WORK INSTRUCTIONS:
• A. From the post about the refurbished laptop display, extract word for word the passage between "The next thing" and "bezel back on.", inclusive.
• B. Answer these questions using the post about the refurbished laptop display:
(i) What was the new display covered with when it arrived?
(ii) What did the writer put in place to stop the backlight shining on the bottom left hinge?
(iii) Which company is sending a replacement display panel?
• C. Write what comes next in the post about the refurbished laptop display, starting after its last sentence.

SOURCE DOCUMENT:
■ ■ ■ ■ ■ ■ ■
Very disappointed in the lack of "precision" with regards to this new display enclosure + panel that I received.

 

It is a refurbished part — clearly labeled as such on the packaging.  That made me nervous out of the gate.

 

First off, it was completely covered with very sticky plastic stuff that I had to pull off.  I was worried that I was going to damage the display just by doing that.

 

I fire it up and the first thing I noticed were visible bits of adhesive glue stuff sticking up from inside of the bottom bezel edge.  Now, I was wondering about the attention to detail given by whoever put this refurb together.  I removed the bezel and pulled those off without much trouble.

 

The next thing that I noticed was that the bottom few rows of pixels are covered up by the plastic bezel.  The screen is mounted too low in the enclosure.  It was also slightly worse on the right side.  I could scoot the mouse cursor along the bottom of the screen — on Linux, at least with my cursor, maybe six pixels stick up out of the bottom when I do this — on the left edge, I could only see two pixels of the cursor, and it would "disappear" as I moved it over towards the right.  Pulling up the corner of the bezel, I could see what I expected in the corner of the screen, and it would be covered up as soon as I snapped the bezel back on.

 

I pulled the bezel off entirely to see if anything could be done about that.  Unlike previously, this one does not have visible adhesive pull-tabs so I couldn't try to remount it even if I wanted to (...which I don't...), without some prying or heating that might damage the display.  I tried to see if I could nudge the display panel up slightly but it would not budge.

 

There was also a substantial backlight bleed / pressure issue in one spot along the top but that was resolved after removing the bezel and snapping it back on, like last time.  I also spotted backlight spilling out of the bottom of the enclosure and shining on the bottom left hinge.  That was resolved by pulling up that bit of the bezel and putting some black electrical tape in place to stop the bleed.

 

Despite the issues, after doing the work described above I ended up completely satisfied with the panel, other than the issue with the bottom rows of pixels being covered by the plastic bezel ... which I would treat as a deal-breaker.  Before calling Dell to complain, I decided to check and see if I could manipulate the bezel into snapping on in a different way.  I started by bending the bezel's plastic tabs a little so that it could mount in a slightly lower position, and I had some success fixing the bottom corners in this way.

 

...As I was working towards fixing the bottom-center, messing with the bezel too much eventually did me in.  The display stopped working.  I must have jostled the display-side of the eDP cable in the wrong way when pulling off the bottom edge — there is a lot of adhesive there and it tends to get stuck to the silver tape stuff that is on the bottom of the panel and the eDP cable runs right behind that.  I put the old display back in and it works, but it still looks like there is a tiny bug stuck in the screen.

 

So, Dell is sending a replacement display panel again.  A shame, because this panel doesn't appear to have any pixel issues or actual defects on the display itself, and once I pulled the bezel off and snapped it on again once it had pretty uniform backlight with no bleed or pressure spots on the edges that I could see.  It was a good one.
■ ■ ■ ■ ■ ■ ■
SUPPLIED DATA:
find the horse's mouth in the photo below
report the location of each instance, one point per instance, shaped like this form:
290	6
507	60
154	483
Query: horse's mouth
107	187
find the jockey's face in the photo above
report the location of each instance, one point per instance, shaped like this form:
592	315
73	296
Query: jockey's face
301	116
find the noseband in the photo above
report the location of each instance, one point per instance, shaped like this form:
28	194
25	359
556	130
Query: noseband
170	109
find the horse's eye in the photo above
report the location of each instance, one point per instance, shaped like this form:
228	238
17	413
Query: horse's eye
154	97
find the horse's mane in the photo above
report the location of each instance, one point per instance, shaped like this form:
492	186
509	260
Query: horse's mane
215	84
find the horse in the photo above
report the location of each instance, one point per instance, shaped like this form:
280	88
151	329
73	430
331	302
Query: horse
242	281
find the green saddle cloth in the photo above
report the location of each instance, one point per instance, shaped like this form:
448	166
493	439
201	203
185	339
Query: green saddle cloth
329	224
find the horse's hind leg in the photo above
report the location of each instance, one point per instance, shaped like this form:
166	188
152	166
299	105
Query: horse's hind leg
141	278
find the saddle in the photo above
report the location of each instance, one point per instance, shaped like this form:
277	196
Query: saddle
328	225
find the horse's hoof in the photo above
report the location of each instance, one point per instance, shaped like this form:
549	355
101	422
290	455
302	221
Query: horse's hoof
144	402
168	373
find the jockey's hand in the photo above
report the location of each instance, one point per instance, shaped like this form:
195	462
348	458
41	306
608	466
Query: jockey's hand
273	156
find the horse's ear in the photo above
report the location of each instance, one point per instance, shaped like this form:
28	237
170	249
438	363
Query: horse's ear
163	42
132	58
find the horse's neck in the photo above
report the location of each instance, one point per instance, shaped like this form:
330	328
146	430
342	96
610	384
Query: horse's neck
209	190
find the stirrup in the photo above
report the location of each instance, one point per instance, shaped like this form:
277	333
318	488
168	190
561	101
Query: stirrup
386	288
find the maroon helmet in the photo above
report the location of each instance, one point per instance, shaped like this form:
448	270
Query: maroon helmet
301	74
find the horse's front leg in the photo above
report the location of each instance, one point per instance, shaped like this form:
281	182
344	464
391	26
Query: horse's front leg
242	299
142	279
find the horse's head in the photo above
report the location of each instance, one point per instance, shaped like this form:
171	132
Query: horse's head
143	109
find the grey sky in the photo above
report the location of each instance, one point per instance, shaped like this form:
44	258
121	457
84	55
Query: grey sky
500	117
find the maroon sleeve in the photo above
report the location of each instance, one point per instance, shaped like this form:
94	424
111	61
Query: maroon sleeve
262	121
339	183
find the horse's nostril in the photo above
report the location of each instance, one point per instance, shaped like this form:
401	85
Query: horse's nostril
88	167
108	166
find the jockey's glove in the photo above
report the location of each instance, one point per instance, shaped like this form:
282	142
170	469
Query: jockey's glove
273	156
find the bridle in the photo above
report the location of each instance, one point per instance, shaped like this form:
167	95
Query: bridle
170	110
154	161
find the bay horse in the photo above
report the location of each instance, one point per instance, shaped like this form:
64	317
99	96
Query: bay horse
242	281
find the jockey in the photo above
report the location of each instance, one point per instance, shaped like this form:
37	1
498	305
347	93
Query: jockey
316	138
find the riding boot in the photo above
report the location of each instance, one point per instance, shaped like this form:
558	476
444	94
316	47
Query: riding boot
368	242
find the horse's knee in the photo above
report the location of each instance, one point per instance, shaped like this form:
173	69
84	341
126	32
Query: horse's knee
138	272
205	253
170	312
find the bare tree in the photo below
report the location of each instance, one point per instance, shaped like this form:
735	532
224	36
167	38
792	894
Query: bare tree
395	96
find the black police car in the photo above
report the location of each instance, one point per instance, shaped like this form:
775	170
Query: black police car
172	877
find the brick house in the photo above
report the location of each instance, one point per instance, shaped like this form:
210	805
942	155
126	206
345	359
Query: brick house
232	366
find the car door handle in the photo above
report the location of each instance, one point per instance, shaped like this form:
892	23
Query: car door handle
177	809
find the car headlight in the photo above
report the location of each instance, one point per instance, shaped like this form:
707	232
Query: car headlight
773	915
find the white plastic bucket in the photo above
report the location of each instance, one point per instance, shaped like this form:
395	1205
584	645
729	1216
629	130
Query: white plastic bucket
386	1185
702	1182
■ ■ ■ ■ ■ ■ ■
IN RESPONSE:
• A.
The next thing that I noticed was that the bottom few rows of pixels are covered up by the plastic bezel.  The screen is mounted too low in the enclosure.  It was also slightly worse on the right side.  I could scoot the mouse cursor along the bottom of the screen — on Linux, at least with my cursor, maybe six pixels stick up out of the bottom when I do this — on the left edge, I could only see two pixels of the cursor, and it would "disappear" as I moved it over towards the right.  Pulling up the corner of the bezel, I could see what I expected in the corner of the screen, and it would be covered up as soon as I snapped the bezel back on.

• B.
(i) Very sticky plastic stuff.
(ii) Black electrical tape.
(iii) Dell.

• C.
 

I feel a little bad about messing with it to the point of breaking it and then having Dell replace it a second time at their expense ... but not too much, really, since I wasn't going to keep a panel with the bottom portion covered by the bezel anyway, and because I don't at all mind taking Dell to task for issues caused by what I believe to be a bad design choice in this system.  If I could swap out the panel only as in past Precision systems then I would probably have ordered a replacement panel myself rather than going through warranty support to replace it over a "minor" display issue.  I was already considering buying my own mini-LED panel to try out before I found out that the panel alone is a non-replaceable part because of the adhesive.

 

They won't let me do a "parts only dispatch" a second time for the same issue, so I'll be having a tech install it this time.  I will be sure to have him stay until I do a full examination of the display and have him document any issues that I spot, with a copy of Dell's pixel policy on hand.

 

At least, I didn't have much trouble installing the PTM7950 stuff.  I watched a couple of videos ahead of time and I did stick it in the fridge for a while.  I ordered a 8×4cm pad.  I cut off a 2×4cm strip and that was enough to cover both the CPU and GPU, so I have enough here for four total attempts.  I didn't have time to do temperature testing but at least I could tell that the system was not trying harder than normal to cool itself off.  Since I had to repaste again to put the old display panel back on, I'm just using the ordinary paste that Dell provided for now.  (...Looking back, I should have done a quick job with the Dell paste and only applied the PTM7950 after I was sure that I liked the display.)

 

[Edit]

Looks like the panel will be available to ship today, so hopefully a tech can come out on Monday.

Apple MacBook Pro 16-inch, 2023 (personal) • Dell Precision 7560 (work) • Full specs in spoiler block below
Info posts (Windows) — Turbo boost toggle • The problem with Windows 11 • About Windows 10/11 LTSC

Spoiler

Apple MacBook Pro 16-inch, 2023 (personal)

  • M2 Max
    • 4 efficiency cores
    • 8 performance cores
    • 38-core Apple GPU
  • 96GB LPDDR5-6400
  • 8TB SSD
  • macOS 15 "Sequoia"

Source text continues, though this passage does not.